Could you write out the rows from the line with "like x=38, y=1." to the line with "x=703, y=558" again, renaming "bin" to "container" and changing nothing else?

start Data provided

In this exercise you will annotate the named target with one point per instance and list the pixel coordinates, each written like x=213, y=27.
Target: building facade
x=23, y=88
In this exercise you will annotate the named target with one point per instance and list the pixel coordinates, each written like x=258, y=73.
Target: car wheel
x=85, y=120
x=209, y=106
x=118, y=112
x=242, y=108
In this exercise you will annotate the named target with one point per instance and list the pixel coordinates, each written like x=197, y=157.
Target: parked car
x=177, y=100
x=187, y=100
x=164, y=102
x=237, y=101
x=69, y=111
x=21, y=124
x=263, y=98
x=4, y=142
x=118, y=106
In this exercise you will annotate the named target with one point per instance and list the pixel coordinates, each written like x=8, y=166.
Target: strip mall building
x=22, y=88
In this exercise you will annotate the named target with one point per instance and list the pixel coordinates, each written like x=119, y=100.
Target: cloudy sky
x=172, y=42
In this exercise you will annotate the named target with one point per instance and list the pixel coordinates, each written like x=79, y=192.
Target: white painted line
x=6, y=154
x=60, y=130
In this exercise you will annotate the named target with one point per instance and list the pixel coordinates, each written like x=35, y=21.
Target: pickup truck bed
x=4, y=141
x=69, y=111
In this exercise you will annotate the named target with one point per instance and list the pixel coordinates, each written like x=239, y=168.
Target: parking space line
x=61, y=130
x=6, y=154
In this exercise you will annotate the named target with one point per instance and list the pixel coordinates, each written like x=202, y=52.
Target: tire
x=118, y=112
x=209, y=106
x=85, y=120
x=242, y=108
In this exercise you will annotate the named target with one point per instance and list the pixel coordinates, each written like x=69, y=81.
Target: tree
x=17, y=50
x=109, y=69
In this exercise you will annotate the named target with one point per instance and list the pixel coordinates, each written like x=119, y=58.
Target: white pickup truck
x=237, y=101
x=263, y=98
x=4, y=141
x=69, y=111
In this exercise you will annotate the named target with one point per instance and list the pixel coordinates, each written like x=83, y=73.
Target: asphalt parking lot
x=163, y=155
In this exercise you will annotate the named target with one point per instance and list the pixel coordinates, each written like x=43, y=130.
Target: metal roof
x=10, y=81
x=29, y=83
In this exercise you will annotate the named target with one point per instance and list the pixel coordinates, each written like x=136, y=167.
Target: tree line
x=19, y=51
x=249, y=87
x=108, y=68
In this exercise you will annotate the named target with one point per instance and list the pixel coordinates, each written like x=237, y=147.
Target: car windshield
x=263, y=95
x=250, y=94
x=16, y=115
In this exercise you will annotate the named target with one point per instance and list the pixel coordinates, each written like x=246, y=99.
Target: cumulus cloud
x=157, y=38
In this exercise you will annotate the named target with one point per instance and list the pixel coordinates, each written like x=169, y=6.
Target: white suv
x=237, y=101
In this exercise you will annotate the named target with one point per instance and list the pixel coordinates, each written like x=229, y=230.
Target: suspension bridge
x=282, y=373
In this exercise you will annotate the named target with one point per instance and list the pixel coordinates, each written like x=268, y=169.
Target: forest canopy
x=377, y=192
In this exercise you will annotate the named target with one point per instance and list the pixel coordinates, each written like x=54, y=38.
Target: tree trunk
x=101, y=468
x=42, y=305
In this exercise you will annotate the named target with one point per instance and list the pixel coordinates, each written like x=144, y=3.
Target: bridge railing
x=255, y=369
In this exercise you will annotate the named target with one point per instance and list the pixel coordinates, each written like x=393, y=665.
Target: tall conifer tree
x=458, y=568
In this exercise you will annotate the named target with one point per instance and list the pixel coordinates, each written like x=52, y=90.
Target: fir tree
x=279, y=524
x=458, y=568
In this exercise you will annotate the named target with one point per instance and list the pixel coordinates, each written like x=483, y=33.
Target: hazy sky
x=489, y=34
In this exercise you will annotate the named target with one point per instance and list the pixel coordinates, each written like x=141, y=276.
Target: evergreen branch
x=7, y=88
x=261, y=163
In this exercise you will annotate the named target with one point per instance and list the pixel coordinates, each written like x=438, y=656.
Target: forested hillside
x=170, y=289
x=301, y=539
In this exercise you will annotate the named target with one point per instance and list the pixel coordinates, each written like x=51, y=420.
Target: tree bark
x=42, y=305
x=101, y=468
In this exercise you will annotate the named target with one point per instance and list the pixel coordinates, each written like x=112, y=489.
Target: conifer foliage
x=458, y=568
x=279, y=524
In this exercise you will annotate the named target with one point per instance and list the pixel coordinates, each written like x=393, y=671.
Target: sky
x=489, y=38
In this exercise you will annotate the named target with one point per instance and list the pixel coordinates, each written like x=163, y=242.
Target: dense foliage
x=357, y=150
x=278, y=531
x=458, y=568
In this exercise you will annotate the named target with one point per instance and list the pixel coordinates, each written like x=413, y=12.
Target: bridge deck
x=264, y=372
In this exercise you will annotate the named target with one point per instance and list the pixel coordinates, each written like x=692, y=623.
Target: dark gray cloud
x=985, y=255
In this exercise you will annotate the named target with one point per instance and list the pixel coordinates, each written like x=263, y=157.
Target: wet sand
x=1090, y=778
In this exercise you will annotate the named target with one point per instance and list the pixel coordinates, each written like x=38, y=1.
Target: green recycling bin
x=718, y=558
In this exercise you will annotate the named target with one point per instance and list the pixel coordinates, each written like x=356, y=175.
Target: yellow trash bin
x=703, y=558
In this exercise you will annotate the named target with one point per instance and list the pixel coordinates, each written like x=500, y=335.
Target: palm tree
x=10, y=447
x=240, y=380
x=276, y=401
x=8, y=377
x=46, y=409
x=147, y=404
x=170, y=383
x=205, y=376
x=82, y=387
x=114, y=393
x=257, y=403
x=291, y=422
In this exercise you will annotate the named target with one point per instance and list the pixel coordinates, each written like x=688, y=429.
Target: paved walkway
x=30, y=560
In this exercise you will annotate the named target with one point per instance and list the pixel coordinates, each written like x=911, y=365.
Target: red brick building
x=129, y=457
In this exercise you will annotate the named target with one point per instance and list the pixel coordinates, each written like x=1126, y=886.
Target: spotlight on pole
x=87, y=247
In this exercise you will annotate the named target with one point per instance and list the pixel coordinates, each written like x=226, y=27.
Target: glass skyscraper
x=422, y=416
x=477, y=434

end Data provided

Response for this exercise>
In this exercise you will annotate the named target with one point per instance and list the pixel coordinates, each written like x=38, y=1.
Target: green recycling container
x=718, y=558
In this exercise you will annotate the named target with one point per instance and list the pixel coordinates, each written like x=356, y=175.
Target: yellow trash container
x=703, y=558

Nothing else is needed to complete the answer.